__Text excerpt__

The initial EBCE analysis shows the proposed decision will set the PCIA “at or near its current level,” Chaset said. “But the cap and the collar are important.”
As EBCE computes it, the PCIA was about $0.026/kWh, but is capped for 2019 at $0.022/kWh, Chaset said. Because of the collar, the maximum increase of the charge for 2020 would be $0.005/kWh. That means that the 2020 PCIA cannot be higher for EBCE than $0.027/kWh, and the 2021 charge cannot be higher than $0.032/kWh, he said.
“This will not hinder our ability to operate,” Chaset said. “But the most important part is it gives me certainty and allows me to plan.”
The cap seems inconsistent with laws protecting against cost shifts, Cushnie said. It will also “be subject to customer gaming unless applied on a customer-specific basis — which is also highly impractical.”
Another mechanism is an annual “true-up” to correct inaccuracies from forecasts with actual market data. “The true-up will ensure that bundled and departing load customers pay equally for PCIA-eligible resources,” the CPUC’s Roscow wrote.
The true-up is one of the most important provisions of the proposed decision, TURN’s Freedman said. It will “reconcile actual resource costs, recorded generation volumes, and realized market revenues” and ensure that net costs are tied to actual market revenues and not “theoretical long-term planning values.”
SCE’s Cushnie and CalCCA Executive Director Beth Vaughan also want the decision’s true-up mechanism to reflect actual market results. This appears to be a sign of potential common ground in “the hundred years war.”
“Until now, a blindfolded baby could beat the utilities’ prices, but the gap between what CCAs can buy for and what the IOUs are paying is likely to close.” Mike Florio Former CPUC Commissioner
Can California wait?
CCA growth is accelerating, according to a new paper from California think tank Next 10. There were nine CCAs in operation in 2017 and eight are expected to launch in 2018. Their impact in the longer term “depends on their energy procurement strategies and their local investments.”
IOUs served 70% of California’s load in 2017, but will fall to 57% in 2020, Next 10 forecasts. Passage of SB 237 would add to the likelihood of the CPUC forecast that IOUs could lose as much as 85% of their current load by the mid-2020s.

[Shape labeling rows]
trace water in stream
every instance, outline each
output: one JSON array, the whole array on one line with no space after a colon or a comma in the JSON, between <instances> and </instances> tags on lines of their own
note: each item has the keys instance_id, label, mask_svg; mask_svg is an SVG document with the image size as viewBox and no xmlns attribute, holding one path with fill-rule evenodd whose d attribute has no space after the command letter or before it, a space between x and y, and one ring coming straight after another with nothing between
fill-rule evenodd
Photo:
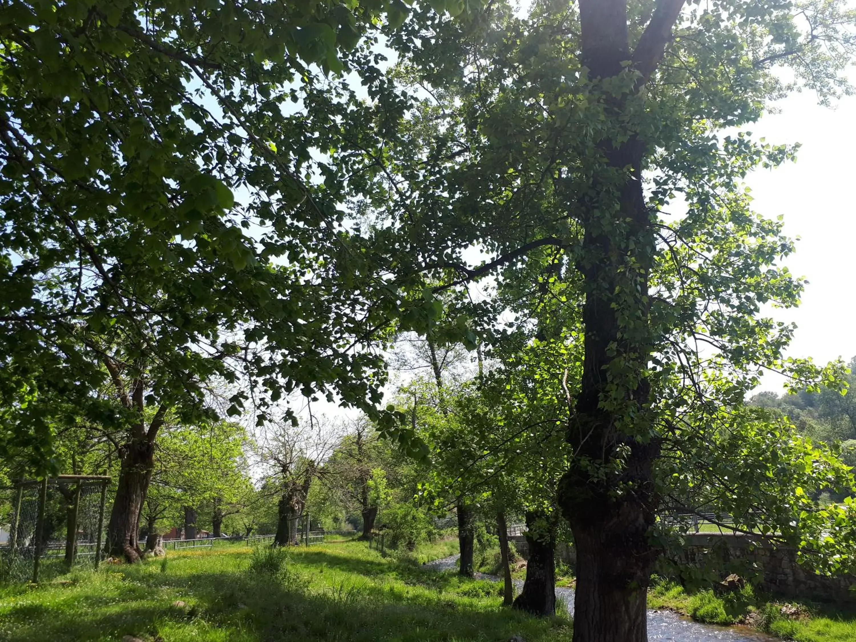
<instances>
[{"instance_id":1,"label":"water in stream","mask_svg":"<svg viewBox=\"0 0 856 642\"><path fill-rule=\"evenodd\" d=\"M430 562L424 566L435 571L446 571L456 568L458 557L453 555L442 560ZM499 581L496 575L476 574L482 580ZM523 587L523 582L515 581L517 590ZM561 598L568 605L568 611L574 615L574 589L557 586L556 598ZM758 633L741 627L717 627L712 624L700 624L681 617L671 611L648 611L648 639L662 642L758 642L759 640L773 640L774 638L764 633Z\"/></svg>"}]
</instances>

__Jobs__
a – In the PCIA text, what is the highest the 2021 charge can be for EBCE?
b – Extend the PCIA text past its final sentence.
The rows have nothing to do with what comes next.

__Solved tasks__
a – $0.032/kWh

b –
Filings by the CCAs in the CPUC’s integrated resource planning proceeding are “a mixed bag,” Union of Concerned Scientists senior energy analyst Laura Wisland told Utility Dive. The aggregated CCA portfolio contains a lot of large hydro and out of state wind, and “what grows over time is mostly solar,” she said. “That does not address the state’s need for resource diversity or relieve its solar over-generation.”
But, she added, “we should be doing everything possible to accelerate their ability to invest in California’s clean energy future.”
CCA offerings range from 37% to 100% renewables, but they are new entities with unestablished creditworthiness, limited balance sheets, and uncertain customer loads, Next 10 points out. The think tank reported great potential in renewables growth from the CCA trend, as shown in the figure below.
However, CCA’s have relied largely on “short-term and out-of-state” contracts for existing renewables.
That “is not adding a lot of value,” V. John White, Executive Director of California’s Center for Energy Efficiency and Renewable Technologies, told Utility Dive. “They are well motivated, but it is not clear they will be able to procure what is needed to help meet California’s clean energy and climate goals.”
Wisland and White agreed a central procurement authority might help CCAs overcome their limitations.
However, it takes two years to three years for a CCA to establish the balance sheet and credit it needs, Next 10 paper lead author Julien Gattaciecca of the UCLA Luskin Center for Innovation told Utility Dive. “The debate about CCA procurement should not look at the past, it should look to the future.”
CalCCA’s Vaughan and EBCE’s Chaset said a key driver for CCA procurement would be to accept CalCCA proposals to auction older vintage, above-market IOU renewables contracts and securitize UOG.
The auction could move viable long-term renewables contracts into CCA portfolios at more affordable prices, Vaughan said. Securitization would help IOUs optimize their portfolios, which would minimize the burden of the proposed decision’s finding on pre-2002 UOG.
“Our initial assessments suggest securitization would save bundled customers more than any potential costs of exempting CCA customers from paying for pre-2002 assets,” Chaset said.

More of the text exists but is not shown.